* begin SOURCE DATA *

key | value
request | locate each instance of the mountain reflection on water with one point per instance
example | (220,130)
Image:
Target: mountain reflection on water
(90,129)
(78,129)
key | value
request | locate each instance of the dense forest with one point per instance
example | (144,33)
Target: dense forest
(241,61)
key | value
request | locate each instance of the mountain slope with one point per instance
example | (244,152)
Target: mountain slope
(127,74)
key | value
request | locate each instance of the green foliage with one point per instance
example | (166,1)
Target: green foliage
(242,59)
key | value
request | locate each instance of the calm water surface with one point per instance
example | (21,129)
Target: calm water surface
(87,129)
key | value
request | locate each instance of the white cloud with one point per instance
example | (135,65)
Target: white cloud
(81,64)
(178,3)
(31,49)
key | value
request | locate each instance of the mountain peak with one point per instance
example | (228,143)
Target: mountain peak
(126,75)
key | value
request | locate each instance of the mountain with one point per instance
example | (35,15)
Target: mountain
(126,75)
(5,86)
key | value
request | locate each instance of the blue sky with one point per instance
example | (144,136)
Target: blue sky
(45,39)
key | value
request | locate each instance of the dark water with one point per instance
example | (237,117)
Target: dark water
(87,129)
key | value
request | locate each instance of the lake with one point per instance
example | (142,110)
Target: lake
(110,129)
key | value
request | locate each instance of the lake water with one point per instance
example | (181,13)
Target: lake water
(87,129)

* end SOURCE DATA *
* begin SOURCE DATA *

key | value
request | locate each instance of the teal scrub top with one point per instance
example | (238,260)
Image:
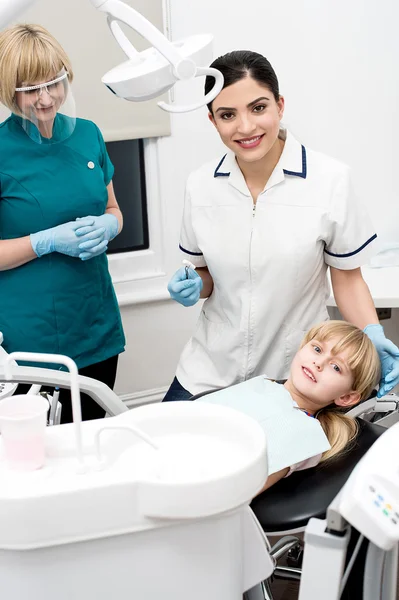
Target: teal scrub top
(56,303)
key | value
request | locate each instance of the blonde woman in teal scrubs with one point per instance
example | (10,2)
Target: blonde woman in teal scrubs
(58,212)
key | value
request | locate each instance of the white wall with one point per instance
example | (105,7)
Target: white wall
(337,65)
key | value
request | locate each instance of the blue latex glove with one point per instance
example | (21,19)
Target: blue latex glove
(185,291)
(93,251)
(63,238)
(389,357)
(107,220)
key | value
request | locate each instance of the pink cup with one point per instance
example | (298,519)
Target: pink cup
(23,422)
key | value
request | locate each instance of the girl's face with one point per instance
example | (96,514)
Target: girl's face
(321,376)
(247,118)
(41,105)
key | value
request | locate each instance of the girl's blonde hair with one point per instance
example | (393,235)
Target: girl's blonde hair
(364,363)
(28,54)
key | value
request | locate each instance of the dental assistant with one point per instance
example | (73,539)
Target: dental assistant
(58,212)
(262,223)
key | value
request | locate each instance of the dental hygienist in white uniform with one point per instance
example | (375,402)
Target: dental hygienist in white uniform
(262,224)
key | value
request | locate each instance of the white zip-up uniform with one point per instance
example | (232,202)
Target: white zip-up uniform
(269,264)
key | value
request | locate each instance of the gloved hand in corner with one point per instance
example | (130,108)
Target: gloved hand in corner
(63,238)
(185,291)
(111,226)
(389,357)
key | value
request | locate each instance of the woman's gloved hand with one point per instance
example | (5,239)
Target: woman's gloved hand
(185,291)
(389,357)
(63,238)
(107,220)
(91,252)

* end SOURCE DATA *
* begin SOURCE DATA *

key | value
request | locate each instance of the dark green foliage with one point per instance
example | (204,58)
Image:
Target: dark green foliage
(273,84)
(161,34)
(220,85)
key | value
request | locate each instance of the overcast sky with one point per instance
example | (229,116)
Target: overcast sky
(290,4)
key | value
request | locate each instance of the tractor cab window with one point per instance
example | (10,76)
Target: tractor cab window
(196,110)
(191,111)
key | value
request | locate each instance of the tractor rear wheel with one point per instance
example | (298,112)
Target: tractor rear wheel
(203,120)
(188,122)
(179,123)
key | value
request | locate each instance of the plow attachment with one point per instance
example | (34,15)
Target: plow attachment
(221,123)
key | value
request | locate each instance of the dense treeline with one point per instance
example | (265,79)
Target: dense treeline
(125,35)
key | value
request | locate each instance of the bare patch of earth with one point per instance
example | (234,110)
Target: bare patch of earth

* end SOURCE DATA *

**WRITTEN INSTRUCTION**: Extract every line above that contains the word "pink", and treat uppercase and lowercase letters as different.

**TASK SOLUTION**:
request | locate each instance of the pink cup with one point per instance
Target: pink cup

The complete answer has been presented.